*Page text*.
-- start --
LETTERS: MALAYSIA’S vulnerability to external shocks has become increasingly evident amid shifting trade dynamics and rising protectionism, which pose challenges to the country’s long-term economic planning.
If we look at our economic contribution by sectors, electrical and electronics (E&E) products remain Malaysia’s export strength, contributing around 40 per cent of the country’s total exports.
In 2024, the United States was Malaysia’s largest export market for E&E products, representing about 20 per cent of total exports of such products.
In addition to being a significant player in the global semiconductor supply chain, Malaysia contributes around seven per cent to the overall global semiconductor market volumes, ranking as the world’s sixth-largest semiconductor exporter.
As of September 2025, imports of semiconductors by the United States remain exempt from tariffs. Any removal of this exemption could result in repercussions, reduce competitiveness and strain sectors that are closely integrated with the US supply chain.
With that in mind, the recent Agreement on Reciprocal Trade (ART) between Washington and Kuala Lumpur, which encourages the US to consider Malaysia’s semiconductor sector position, will have a positive impact. It also provides greater assurance to investors that Malaysia’s access to the American market remains stable, which in turn will boost investors’ confidence, making us a stepping stone to serve the global market.
-- end --
*Dataset records*.
-- start --
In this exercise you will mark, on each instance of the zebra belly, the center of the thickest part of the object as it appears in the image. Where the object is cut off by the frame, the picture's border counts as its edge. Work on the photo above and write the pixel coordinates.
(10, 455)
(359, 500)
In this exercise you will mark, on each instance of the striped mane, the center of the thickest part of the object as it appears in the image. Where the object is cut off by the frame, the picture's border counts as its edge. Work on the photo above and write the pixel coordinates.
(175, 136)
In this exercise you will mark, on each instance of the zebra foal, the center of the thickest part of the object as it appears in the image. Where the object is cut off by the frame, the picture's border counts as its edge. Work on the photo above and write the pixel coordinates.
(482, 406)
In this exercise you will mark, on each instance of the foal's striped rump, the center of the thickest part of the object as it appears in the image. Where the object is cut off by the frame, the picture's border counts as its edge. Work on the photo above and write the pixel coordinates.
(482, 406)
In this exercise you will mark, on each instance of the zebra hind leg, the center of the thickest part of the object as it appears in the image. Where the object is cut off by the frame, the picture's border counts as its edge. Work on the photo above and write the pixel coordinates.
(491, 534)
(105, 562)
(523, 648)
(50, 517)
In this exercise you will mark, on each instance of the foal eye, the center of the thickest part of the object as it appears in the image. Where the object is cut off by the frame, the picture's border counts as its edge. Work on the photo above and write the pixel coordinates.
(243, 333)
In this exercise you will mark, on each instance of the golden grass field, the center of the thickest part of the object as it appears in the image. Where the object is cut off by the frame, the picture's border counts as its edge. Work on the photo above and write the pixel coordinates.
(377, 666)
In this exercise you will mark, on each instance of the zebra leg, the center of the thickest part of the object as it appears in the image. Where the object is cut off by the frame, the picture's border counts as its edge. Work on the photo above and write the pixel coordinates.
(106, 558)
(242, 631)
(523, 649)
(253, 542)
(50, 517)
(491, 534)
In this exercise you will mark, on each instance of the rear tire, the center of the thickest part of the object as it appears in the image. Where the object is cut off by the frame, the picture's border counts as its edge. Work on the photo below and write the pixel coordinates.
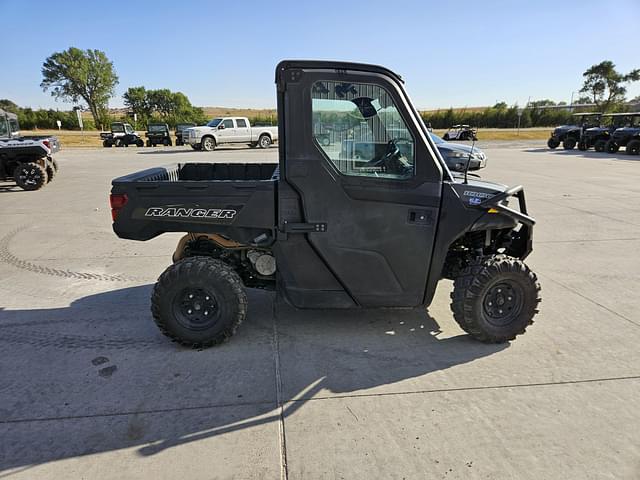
(633, 147)
(199, 302)
(611, 147)
(553, 143)
(30, 176)
(51, 170)
(495, 298)
(264, 141)
(569, 143)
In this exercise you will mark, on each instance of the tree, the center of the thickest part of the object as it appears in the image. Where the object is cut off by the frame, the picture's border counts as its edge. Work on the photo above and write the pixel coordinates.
(605, 85)
(163, 104)
(136, 99)
(541, 103)
(76, 74)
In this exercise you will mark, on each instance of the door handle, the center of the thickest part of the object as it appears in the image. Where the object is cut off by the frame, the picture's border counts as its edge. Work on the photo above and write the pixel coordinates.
(420, 217)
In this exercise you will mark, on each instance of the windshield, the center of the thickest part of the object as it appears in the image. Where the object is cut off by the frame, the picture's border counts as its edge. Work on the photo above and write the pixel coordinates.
(4, 127)
(360, 130)
(586, 120)
(436, 139)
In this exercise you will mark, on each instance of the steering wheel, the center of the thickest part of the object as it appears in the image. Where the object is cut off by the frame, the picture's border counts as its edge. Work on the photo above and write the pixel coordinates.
(392, 151)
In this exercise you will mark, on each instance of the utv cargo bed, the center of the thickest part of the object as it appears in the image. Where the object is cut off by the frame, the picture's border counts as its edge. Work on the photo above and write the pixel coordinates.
(196, 197)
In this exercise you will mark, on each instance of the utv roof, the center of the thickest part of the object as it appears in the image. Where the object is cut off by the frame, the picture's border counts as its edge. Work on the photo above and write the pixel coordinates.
(333, 65)
(622, 114)
(8, 114)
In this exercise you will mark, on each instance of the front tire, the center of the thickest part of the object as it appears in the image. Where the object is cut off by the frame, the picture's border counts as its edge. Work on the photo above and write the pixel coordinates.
(553, 143)
(264, 141)
(495, 298)
(633, 147)
(199, 302)
(30, 176)
(569, 143)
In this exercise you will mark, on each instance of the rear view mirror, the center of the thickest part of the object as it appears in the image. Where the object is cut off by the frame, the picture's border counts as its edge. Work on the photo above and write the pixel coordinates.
(368, 107)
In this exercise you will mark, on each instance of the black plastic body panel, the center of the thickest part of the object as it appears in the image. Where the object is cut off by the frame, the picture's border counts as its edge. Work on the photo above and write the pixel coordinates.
(237, 200)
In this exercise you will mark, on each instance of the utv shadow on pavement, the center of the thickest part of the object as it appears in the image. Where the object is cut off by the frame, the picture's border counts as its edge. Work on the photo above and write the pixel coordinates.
(97, 376)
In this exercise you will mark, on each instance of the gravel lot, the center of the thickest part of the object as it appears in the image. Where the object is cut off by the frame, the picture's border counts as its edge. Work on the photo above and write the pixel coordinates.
(90, 389)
-- end --
*Problem description*.
Copy the passage of the trade letter starting at "LETTERS: MALAYSIA’S vulnerability" and ending at "long-term economic planning.". These items have no connection to the letter on Malaysia's trade exposure.

*Exercise output*.
LETTERS: MALAYSIA’S vulnerability to external shocks has become increasingly evident amid shifting trade dynamics and rising protectionism, which pose challenges to the country’s long-term economic planning.